TASK A :: Can you write out the passage about the proposed cannabis ordinance, from "In proposing the" up to and including "meeting on Monday."?

***** SELECTED EXTRACT

The original proposal was intended as a backstop in case the then-nascent cannabis business became too much to control in the city. Nash’s Ward 3 currently contains six cannabis establishments, but he says the impact on the overall community has been minimal since the initial craze when they first opened.

“It’s been remarkably good for us,” he said. “I consider it the same as law offices and dentists in terms of impact.”

In proposing the new ordinance, Maiore described the current makeup of cannabis businesses in the city as an “unhealthy market,” based on her discussions with current shop owners.

The proposed cap would not apply to applicants that the CCC qualifies as social equity candidates, such as business owners of color or people who formerly lived in areas disproportionately impacted by the war on drugs. The council voted to send the ordinance to the city’s Committee on Legislative Matters, which holds its next meeting on Monday.

**********

TASK B :: Can you give again, without any change, the lines of the listing below from the line with "Objective — one dot per instance of the concrete" up to and including the line with "[[863, 611], [722, 605]]"?

***** INFORMATION SHOWN

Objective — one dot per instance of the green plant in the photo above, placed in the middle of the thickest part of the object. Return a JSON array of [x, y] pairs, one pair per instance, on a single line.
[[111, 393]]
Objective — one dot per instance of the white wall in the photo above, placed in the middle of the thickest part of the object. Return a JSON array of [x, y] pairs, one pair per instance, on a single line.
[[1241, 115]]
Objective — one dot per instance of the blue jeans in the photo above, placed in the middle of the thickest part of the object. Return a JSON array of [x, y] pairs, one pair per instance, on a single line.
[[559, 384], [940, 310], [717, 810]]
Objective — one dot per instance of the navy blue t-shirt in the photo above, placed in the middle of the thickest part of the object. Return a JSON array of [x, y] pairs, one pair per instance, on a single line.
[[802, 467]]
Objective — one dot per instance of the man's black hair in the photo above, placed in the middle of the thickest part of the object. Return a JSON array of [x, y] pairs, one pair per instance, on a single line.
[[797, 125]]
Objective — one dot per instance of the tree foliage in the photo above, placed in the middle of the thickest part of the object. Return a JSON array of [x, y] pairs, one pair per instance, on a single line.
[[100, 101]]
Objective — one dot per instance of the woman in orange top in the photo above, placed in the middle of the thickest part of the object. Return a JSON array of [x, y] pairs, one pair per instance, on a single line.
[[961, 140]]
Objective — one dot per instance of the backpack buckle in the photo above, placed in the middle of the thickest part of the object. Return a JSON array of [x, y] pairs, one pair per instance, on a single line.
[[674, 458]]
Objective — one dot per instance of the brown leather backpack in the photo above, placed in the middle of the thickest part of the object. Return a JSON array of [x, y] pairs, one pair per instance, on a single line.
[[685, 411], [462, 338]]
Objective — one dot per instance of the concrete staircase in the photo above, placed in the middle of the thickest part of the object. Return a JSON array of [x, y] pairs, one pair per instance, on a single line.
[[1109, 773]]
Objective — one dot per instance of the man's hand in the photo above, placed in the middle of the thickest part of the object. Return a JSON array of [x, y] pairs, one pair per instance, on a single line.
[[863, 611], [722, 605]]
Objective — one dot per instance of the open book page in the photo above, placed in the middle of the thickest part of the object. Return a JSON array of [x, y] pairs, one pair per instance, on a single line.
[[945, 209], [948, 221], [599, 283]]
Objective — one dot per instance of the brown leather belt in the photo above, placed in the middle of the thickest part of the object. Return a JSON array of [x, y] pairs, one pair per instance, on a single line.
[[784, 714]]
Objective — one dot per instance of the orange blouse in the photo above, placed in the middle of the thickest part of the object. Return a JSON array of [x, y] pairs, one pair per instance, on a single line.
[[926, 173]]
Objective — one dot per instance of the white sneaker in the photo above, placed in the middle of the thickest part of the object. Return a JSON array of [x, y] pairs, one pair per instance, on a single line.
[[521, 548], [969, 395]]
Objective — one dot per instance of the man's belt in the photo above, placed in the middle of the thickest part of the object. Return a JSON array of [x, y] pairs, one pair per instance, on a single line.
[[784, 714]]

**********

EXPECTED OUTPUT A ::
In proposing the new ordinance, Maiore described the current makeup of cannabis businesses in the city as an “unhealthy market,” based on her discussions with current shop owners.

The proposed cap would not apply to applicants that the CCC qualifies as social equity candidates, such as business owners of color or people who formerly lived in areas disproportionately impacted by the war on drugs. The council voted to send the ordinance to the city’s Committee on Legislative Matters, which holds its next meeting on Monday.

EXPECTED OUTPUT B ::
Objective — one dot per instance of the concrete staircase in the photo above, placed in the middle of the thickest part of the object. Return a JSON array of [x, y] pairs, one pair per instance, on a single line.
[[1109, 773]]
Objective — one dot per instance of the man's hand in the photo above, placed in the middle of the thickest part of the object. Return a JSON array of [x, y] pairs, one pair per instance, on a single line.
[[863, 611], [722, 605]]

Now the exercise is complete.